# Start of Selected excerpt

Blogs are all about content. We use a blog platform to deliver good content to our audience, and thus promote our businesses or our brand.

How your content is presented, however, can either improve your message, or hinder your message.

Your audience, before they even read your content, is looking at how it is designed, how it looks visually on the page. If the presentation isn’t appealing, they might not read it, or they might read it, but discount it.

If I own a store, I know that in order to get my audience to walk through the door, the store front needs to be clean, the windows organized and the walkway swept. Once people enter my store, my merchandise needs to be polished and presented in such a way that highlights it and that makes it easy for customers to find what they are looking for.

If I own a salvage yard and sell bits and pieces of salvaged items and my customers expect to dig through piles of dusty stuff to find hidden treasure at a bargain price, then I might not worry about how organized or clean my warehouse is. However, if I DO sell treasures and I expect to sell them for what they are worth, I am going to be very aware of how I design my store’s interior and exterior and how my content is presented.

A blog should follow the same principles. If you want people to be able to read your content easily and to value your content, there should be some design consistency in how it is structured.

Step one is KEEP IT CONSISTENT.

The key to good design is consistency. Less is more on well designed websites. The designer chooses a select few fonts, colors and font sizes and these are used in moderation for emphasis. The more you have a variety of shapes, fonts, font sizes and colors on your site, the more cluttered and hard to read it will be.

On your blog, make sure you use consistent capitalization. This is the easiest change you can make to have your site look more professional.

Look at the image below that shows all different treatments of capitalization. It looks like a mess.

# End of Selected excerpt
# Start of Record set

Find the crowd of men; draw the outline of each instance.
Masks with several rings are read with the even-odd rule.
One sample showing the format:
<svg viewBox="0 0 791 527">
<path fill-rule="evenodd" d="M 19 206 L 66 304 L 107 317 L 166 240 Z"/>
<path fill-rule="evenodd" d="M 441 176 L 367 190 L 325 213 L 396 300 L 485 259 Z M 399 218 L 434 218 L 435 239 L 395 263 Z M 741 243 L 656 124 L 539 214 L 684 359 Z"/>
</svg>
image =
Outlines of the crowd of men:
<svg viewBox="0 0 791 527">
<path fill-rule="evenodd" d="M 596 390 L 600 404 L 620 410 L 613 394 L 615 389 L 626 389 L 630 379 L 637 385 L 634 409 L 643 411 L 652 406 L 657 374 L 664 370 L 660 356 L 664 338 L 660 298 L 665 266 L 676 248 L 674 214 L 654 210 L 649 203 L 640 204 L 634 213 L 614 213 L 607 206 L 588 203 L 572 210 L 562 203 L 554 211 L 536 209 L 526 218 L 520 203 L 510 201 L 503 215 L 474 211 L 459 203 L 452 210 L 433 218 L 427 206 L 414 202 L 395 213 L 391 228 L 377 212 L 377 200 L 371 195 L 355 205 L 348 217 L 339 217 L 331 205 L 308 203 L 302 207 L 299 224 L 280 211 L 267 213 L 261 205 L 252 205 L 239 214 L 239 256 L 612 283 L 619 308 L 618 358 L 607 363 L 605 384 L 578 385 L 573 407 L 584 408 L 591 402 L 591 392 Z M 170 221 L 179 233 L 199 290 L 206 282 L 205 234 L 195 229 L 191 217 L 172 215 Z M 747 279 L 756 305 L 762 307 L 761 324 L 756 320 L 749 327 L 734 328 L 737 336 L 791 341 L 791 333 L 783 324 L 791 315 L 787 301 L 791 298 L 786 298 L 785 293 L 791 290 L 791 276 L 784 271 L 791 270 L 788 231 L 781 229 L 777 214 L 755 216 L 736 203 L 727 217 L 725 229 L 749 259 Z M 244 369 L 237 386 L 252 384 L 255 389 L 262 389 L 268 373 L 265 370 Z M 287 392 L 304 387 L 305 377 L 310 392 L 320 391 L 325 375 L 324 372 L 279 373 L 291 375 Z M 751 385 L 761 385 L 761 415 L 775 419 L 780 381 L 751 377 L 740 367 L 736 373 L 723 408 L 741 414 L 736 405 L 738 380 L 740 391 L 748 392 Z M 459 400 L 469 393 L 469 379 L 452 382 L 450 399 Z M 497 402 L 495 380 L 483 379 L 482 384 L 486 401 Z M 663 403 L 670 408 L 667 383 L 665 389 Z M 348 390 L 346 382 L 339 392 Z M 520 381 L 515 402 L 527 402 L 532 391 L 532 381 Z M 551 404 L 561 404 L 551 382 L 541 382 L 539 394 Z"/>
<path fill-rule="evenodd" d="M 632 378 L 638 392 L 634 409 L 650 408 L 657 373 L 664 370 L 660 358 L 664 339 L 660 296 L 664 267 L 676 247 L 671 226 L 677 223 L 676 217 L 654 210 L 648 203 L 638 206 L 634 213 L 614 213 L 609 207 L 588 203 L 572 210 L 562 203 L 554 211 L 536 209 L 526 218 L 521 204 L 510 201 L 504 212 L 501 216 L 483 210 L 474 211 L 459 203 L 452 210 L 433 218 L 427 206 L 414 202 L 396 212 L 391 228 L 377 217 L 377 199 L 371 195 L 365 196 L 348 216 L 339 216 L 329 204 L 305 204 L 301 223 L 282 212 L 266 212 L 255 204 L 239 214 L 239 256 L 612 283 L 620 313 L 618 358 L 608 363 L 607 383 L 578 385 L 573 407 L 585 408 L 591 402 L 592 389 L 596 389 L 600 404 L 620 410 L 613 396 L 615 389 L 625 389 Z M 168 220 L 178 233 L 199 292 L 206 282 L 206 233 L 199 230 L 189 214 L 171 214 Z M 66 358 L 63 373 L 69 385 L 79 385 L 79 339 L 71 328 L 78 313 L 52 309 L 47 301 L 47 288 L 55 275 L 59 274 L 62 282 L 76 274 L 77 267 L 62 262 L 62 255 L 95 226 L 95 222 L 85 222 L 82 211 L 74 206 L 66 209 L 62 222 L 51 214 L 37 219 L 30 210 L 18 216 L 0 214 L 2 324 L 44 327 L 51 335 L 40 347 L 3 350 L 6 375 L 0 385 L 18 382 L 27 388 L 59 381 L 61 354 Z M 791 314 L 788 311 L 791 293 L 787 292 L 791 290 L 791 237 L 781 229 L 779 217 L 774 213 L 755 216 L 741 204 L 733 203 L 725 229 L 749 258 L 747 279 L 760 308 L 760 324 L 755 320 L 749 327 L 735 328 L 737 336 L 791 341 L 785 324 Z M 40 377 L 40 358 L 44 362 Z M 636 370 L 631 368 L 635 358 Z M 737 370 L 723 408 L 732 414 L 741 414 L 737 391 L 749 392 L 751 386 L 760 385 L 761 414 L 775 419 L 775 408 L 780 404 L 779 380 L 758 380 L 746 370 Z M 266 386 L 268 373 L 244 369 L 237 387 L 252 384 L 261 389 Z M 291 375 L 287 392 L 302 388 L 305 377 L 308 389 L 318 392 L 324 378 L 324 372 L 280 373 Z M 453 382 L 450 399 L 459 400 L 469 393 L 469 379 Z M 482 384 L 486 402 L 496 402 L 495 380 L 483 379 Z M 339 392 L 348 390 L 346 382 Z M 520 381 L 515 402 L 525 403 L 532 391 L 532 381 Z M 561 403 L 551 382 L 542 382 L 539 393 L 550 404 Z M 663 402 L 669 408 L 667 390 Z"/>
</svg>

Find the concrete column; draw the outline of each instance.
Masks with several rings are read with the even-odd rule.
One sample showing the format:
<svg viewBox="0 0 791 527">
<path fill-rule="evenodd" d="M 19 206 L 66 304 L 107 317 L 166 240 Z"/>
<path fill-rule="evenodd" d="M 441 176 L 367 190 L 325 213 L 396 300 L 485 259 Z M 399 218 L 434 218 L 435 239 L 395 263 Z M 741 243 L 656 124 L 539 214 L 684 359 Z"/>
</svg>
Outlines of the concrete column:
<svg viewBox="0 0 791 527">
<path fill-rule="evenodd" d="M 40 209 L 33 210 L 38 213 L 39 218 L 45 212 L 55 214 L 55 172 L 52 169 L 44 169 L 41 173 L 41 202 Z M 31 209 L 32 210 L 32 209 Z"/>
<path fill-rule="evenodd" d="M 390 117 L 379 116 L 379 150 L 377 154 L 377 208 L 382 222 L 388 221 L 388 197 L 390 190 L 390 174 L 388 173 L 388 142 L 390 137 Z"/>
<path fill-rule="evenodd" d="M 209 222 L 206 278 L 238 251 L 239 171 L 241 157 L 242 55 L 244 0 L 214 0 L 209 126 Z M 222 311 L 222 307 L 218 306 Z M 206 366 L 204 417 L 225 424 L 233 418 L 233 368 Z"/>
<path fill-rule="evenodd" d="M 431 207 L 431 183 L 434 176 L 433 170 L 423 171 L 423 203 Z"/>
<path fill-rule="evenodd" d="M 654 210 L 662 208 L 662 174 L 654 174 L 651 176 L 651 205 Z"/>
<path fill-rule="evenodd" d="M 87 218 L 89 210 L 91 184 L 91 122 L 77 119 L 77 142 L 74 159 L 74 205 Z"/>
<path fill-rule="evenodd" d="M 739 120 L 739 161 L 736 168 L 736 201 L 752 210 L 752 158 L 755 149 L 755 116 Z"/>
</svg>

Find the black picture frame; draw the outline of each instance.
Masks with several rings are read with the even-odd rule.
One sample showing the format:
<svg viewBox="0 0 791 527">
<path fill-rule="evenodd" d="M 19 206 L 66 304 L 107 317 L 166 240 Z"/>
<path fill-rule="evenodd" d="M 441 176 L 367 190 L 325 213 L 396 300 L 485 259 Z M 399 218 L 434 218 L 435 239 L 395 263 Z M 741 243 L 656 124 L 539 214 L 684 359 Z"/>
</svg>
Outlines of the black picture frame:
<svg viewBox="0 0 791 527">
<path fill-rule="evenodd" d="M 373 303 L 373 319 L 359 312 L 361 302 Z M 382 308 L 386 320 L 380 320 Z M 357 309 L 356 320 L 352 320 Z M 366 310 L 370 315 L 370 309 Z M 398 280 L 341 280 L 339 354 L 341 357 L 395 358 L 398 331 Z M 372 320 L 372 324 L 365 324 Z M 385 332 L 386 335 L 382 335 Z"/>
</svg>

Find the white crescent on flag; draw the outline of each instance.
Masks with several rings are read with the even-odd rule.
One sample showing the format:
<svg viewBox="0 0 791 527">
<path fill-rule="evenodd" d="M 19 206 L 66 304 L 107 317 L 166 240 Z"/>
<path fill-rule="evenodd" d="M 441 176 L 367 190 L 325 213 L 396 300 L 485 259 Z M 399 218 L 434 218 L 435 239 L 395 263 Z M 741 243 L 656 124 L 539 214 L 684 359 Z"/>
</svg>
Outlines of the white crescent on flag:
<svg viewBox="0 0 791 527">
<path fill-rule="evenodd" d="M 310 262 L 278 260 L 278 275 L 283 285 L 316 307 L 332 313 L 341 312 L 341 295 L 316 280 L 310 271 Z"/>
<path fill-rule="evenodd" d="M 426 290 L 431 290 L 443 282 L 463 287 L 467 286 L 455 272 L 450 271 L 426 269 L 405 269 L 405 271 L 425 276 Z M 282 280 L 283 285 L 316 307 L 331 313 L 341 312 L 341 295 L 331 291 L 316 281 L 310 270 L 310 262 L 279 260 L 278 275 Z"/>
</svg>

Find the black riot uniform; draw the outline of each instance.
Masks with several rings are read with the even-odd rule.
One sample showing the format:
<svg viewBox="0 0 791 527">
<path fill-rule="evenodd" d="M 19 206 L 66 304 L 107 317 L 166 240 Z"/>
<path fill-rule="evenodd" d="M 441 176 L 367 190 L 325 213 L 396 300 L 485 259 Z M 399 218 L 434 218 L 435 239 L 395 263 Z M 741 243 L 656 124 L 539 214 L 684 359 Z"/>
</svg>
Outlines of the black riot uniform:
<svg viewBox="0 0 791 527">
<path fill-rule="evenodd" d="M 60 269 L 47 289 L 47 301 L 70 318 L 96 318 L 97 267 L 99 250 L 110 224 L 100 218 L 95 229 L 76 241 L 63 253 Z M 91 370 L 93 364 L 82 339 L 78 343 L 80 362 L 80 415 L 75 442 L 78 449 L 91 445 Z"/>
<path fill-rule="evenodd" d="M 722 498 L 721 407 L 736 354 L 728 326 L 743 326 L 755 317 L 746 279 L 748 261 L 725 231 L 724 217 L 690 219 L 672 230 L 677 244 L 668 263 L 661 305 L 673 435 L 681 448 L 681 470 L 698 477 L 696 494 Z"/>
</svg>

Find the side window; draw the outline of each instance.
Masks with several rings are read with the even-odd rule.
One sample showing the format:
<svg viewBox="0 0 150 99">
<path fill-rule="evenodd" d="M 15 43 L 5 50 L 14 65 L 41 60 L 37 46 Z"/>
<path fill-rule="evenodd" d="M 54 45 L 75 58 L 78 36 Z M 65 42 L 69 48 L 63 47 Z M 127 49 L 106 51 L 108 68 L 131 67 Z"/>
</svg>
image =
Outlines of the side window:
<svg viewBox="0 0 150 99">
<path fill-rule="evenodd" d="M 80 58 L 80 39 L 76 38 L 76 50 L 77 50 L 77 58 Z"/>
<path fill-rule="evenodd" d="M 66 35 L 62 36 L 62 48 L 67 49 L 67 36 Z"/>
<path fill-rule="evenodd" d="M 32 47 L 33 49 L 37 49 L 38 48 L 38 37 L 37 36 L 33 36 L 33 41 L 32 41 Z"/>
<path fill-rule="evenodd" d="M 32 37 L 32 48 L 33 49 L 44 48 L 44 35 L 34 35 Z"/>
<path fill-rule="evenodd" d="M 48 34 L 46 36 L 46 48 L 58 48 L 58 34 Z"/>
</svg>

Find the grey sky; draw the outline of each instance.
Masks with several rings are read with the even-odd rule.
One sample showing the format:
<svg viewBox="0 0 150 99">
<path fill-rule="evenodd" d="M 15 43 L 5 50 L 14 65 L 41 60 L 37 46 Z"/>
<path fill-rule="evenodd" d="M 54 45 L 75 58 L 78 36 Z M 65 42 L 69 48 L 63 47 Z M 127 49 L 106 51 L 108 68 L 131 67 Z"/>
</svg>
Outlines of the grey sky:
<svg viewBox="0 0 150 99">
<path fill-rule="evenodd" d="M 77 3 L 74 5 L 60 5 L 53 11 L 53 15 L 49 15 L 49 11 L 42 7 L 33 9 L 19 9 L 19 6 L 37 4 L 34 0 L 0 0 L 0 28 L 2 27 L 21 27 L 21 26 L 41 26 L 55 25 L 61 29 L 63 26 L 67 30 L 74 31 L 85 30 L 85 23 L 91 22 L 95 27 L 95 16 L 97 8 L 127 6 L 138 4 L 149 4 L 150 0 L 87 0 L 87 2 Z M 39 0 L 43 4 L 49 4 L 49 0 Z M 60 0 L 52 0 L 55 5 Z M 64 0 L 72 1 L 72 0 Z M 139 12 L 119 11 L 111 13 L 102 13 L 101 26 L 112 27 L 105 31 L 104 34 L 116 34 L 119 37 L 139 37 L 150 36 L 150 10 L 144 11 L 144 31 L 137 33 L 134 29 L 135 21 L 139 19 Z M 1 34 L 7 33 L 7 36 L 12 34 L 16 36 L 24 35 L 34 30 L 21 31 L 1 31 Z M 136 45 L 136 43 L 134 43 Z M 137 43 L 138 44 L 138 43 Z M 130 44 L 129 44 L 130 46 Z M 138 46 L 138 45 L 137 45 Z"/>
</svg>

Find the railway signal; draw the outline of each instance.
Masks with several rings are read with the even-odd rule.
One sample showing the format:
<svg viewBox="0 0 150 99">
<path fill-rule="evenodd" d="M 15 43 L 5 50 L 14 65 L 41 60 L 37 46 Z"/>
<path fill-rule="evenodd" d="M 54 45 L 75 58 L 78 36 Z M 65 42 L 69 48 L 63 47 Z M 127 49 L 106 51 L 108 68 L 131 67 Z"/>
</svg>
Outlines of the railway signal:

# End of Record set

*Actions to take*:
[1] Print the stretch of the blog-design passage from "How your content" through "but discount it.".
[2] Resume the passage on consistent blog design right after its last sentence and carry it on in the same voice.

*Task responses*:
[1]
How your content is presented, however, can either improve your message, or hinder your message.

Your audience, before they even read your content, is looking at how it is designed, how it looks visually on the page. If the presentation isn’t appealing, they might not read it, or they might read it, but discount it.

[2]
Compare it with the image below:

It is much easier to read what the words are saying, if they follow a consistent system of capitalization.

Fortunately, you can fix your blog capitalization with just a few lines of code in your blog theme style sheet. You don’t have to go back in and retype every single blog post title, tag and category name. Using CSS you can transform text to be capitalized, uppercase or lower case.

With these few lines of code in my style sheet, I was able to make all of my blog titles, category names and tags capitalized.

.sidebar_list a {text-transform:capitalize; }
.entry-title { text-transform:capitalize; }
.headline_area { text-transform:capitalize; }

Decide what capitalization you are going to use and contact your blog programmer to make the changes for you, or if you are comfortable doing so, go in and edit your themes style sheet yourself.

On websites that are designed well, things line up.

Keep the WIDTHS OF YOUR IMAGES consistent within a blog post, and even from one post to another.

In good design, things line up visually. Often, a blog will show multiple posts on one page. The width of all the images on all these posts are going to visually relate to one another. If you are using varied sizes  and proportions of images, then it it will start to look disorganized.

The easiest way to avoid this pit fall is to  choose a consistent width for ALL of your blog images.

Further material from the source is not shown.